Coordinate annotation entries:

----

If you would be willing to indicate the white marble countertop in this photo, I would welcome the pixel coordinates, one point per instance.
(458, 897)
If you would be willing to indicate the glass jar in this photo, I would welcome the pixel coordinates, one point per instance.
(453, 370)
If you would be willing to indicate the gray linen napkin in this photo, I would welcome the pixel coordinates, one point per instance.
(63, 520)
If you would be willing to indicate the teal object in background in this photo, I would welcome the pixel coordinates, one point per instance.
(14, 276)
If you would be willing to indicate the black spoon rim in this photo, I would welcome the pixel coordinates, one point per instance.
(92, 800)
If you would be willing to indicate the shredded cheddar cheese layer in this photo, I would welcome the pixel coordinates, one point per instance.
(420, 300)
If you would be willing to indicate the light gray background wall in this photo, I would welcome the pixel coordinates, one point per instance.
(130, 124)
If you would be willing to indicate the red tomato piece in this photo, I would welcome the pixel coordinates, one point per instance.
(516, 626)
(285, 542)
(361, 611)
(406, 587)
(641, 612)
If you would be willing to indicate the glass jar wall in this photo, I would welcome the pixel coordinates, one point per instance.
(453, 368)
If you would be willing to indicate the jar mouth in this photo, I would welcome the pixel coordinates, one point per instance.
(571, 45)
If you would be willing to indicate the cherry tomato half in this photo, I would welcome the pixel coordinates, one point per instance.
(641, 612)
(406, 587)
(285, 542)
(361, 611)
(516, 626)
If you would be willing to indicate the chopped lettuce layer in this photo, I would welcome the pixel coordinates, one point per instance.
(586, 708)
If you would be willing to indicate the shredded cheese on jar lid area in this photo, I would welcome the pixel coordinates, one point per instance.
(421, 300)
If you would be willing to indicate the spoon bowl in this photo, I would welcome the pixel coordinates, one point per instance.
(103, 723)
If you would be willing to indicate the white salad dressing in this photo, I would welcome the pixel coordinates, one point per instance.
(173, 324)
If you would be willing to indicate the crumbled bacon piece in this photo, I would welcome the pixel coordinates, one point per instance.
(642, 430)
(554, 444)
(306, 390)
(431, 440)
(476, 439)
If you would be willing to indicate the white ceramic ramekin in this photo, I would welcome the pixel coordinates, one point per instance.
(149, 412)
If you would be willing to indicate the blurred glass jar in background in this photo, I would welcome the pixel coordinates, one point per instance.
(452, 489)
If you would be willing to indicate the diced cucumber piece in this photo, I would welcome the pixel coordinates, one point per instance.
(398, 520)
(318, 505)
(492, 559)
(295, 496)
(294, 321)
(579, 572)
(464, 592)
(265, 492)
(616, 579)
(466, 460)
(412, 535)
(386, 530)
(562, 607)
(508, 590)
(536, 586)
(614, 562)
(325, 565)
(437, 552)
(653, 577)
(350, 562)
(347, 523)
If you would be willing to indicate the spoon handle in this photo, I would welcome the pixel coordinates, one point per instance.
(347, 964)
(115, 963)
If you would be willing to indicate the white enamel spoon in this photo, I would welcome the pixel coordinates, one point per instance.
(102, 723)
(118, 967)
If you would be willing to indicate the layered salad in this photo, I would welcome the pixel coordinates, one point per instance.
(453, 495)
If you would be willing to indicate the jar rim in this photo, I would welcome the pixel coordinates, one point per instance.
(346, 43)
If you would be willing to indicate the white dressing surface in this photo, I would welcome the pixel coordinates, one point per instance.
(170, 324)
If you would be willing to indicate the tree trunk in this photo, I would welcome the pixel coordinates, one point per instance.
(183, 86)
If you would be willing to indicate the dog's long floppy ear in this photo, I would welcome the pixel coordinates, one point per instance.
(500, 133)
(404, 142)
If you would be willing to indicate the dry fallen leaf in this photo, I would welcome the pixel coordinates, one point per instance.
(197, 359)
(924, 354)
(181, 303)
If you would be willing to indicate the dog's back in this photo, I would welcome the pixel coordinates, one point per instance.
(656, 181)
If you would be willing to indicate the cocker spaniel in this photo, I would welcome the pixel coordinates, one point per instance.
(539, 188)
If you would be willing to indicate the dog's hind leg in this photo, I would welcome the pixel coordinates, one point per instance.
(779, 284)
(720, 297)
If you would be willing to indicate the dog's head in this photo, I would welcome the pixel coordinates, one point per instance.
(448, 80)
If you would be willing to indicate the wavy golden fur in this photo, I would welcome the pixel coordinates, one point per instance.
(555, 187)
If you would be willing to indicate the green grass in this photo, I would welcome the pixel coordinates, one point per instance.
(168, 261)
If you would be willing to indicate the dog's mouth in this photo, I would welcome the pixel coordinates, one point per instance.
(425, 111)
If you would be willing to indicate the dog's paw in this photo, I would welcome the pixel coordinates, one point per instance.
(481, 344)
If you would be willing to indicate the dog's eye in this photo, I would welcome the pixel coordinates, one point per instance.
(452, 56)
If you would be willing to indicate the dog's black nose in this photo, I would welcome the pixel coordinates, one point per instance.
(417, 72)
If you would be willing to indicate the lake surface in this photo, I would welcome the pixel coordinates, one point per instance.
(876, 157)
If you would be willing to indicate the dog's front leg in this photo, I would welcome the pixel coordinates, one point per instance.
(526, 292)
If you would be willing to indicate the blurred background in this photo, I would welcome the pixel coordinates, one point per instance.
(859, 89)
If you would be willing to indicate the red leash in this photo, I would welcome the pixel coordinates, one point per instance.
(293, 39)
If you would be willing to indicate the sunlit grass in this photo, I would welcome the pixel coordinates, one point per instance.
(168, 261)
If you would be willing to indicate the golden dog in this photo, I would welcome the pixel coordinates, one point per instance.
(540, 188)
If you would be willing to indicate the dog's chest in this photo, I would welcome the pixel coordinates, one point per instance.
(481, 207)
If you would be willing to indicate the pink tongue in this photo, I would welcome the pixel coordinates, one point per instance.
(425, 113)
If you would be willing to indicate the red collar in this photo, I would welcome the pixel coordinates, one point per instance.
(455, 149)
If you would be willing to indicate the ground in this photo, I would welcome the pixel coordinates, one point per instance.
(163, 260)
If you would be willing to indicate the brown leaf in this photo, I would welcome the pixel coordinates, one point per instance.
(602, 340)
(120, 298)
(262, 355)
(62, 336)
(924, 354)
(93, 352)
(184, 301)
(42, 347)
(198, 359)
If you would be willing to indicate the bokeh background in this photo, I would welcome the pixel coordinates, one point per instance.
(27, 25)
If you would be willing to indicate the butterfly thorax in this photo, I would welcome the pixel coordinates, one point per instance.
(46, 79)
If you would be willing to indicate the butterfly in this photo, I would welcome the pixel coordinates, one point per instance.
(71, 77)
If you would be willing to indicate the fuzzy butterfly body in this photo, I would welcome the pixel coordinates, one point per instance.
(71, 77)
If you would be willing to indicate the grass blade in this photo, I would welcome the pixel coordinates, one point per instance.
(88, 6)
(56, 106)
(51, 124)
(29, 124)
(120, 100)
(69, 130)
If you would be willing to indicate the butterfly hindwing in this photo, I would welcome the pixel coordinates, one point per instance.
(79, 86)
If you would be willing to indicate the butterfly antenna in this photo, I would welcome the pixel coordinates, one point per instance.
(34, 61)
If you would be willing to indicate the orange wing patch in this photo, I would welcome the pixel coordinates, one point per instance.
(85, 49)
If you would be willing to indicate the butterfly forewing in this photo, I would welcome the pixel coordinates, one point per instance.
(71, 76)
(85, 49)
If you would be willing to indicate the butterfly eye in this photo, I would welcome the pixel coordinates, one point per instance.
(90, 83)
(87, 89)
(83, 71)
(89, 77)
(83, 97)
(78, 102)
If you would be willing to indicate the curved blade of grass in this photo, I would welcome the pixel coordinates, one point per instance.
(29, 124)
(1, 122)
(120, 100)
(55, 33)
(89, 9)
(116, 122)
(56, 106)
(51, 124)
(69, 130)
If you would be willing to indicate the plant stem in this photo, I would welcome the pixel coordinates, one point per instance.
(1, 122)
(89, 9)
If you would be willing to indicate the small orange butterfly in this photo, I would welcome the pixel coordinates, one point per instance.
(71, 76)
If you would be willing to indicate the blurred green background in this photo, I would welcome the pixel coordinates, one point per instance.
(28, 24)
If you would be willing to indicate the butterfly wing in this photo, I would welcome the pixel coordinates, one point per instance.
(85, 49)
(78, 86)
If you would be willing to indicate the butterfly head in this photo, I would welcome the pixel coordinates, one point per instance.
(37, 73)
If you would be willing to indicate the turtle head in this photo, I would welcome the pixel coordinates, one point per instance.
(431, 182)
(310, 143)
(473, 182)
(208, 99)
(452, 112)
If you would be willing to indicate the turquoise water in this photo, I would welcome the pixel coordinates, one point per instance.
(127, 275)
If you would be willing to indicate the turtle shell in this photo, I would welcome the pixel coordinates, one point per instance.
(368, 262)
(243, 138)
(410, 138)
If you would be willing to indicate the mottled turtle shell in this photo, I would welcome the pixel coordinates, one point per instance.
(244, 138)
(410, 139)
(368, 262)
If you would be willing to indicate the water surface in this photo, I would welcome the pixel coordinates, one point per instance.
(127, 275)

----

INSTRUCTION
Quote, word for word, every line starting at the one that contains "If you would be willing to indicate the plant" and ending with the final line of the entries.

RESULT OF THIS TASK
If you would be willing to indicate the plant stem in this photo, I would welcome the pixel coordinates, one point per instance.
(1, 122)
(89, 9)
If you would be willing to indicate the small orange butterfly in this photo, I would welcome the pixel coordinates, one point per instance.
(71, 76)
If you would be willing to indicate the blurred green background in this photo, I would welcome the pixel coordinates, one point per instance.
(28, 24)
If you would be willing to indicate the butterfly wing in this photo, I would welcome the pixel coordinates, one point per instance.
(85, 49)
(78, 86)
If you would be willing to indicate the butterfly head in this photo, I would welcome the pixel coordinates, one point per instance.
(37, 73)
If you would be willing to indicate the turtle head in this photo, I would welcome the pixel coordinates, one point per instance.
(431, 182)
(310, 143)
(473, 182)
(208, 99)
(452, 112)
If you would be willing to indicate the turquoise water in this photo, I would welcome the pixel coordinates, one point per instance.
(127, 275)
If you would be willing to indicate the turtle shell in this photo, I would welcome the pixel coordinates, one point per instance.
(368, 262)
(243, 138)
(410, 138)
If you would be willing to indicate the mottled turtle shell in this photo, I would welcome the pixel coordinates, one point per instance.
(244, 138)
(410, 139)
(368, 262)
If you would be willing to indicate the water surface in this photo, I would welcome the pixel coordinates, one point per instance.
(127, 275)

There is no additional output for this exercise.